TEXT EXTRACT:
· · ·

The Danger of Games in Improvisation

The difficulty I have with the “games” is how attached some people have become to them, especially in, of all fields, improvisation.

Games are often used to “warm up” and “loosen up” for improvisation performance. They are used a lot in training and workshops.

Let’s take a look at the process of play, which lies at the heart of improvisation.

In play, if a game is too structured, the variety and kind of play will become a function of the structure that play is hanging on, or being influenced by.

If a game is repeated there is at least a danger that only certain kinds of flow will emerge, also limiting the play. An invented game, spontaneously emerging from play, from a group process, can be a wonderful temporary and sudden change of direction for improvised play. But repeat that game in a way that is habitual, turning renewed rhythm into fixed repetition and the game becomes a weight on the lightness of playfulness. Structure supports but can also weight down.

Those playing may not be aware of the Nightingale’s cage they are now flying around in, playing within habitual boundaries.

According to the great Neva Boyd:

The vitality of the game lies in creative process of playing it . . . The discipline of making judgements, often instantaneously, and of acting upon them within a static frame of reference, i.e. the verbalized rules, is unique to the playing of games. While the game is an imaginatively set up structure into which the players project themselves psychologically, they act consistently with the demands of the situation, and thereby subject themselves to the self imposed discipline, which involves many aspects of social behaviuor. (Neva L. Boyd, Handbook of Traditional Games, H. T. Fitzsimmons Company, Chicago, 1945)

· · ·

DATA SHOWN:

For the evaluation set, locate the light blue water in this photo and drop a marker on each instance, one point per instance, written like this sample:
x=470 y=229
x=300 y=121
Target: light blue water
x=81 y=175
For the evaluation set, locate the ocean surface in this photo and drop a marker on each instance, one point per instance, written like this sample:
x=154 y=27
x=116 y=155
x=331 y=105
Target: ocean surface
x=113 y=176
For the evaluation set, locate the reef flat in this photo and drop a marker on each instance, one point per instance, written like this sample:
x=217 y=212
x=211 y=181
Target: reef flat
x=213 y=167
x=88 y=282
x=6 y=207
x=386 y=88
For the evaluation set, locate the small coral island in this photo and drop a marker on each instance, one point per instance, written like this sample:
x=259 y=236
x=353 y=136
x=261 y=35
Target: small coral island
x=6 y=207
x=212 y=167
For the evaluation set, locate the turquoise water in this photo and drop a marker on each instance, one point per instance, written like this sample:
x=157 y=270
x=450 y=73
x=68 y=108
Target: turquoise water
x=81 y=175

· · ·

REQUESTS:
1. In the text on games in improvisation, which book by Neva Boyd is cited?
2. Render the lines of the entries as a numbered list, from the line with "For the evaluation set, locate the small" up to and including the final line of the entries, and omit any blank lines.

SOLUTIONS TO THE PROBLEMS:
1. Handbook of Traditional Games

2.
1. For the evaluation set, locate the small coral island in this photo and drop a marker on each instance, one point per instance, written like this sample:
2. x=259 y=236
3. x=353 y=136
4. x=261 y=35
5. Target: small coral island
6. x=6 y=207
7. x=212 y=167
8. For the evaluation set, locate the turquoise water in this photo and drop a marker on each instance, one point per instance, written like this sample:
9. x=157 y=270
10. x=450 y=73
11. x=68 y=108
12. Target: turquoise water
13. x=81 y=175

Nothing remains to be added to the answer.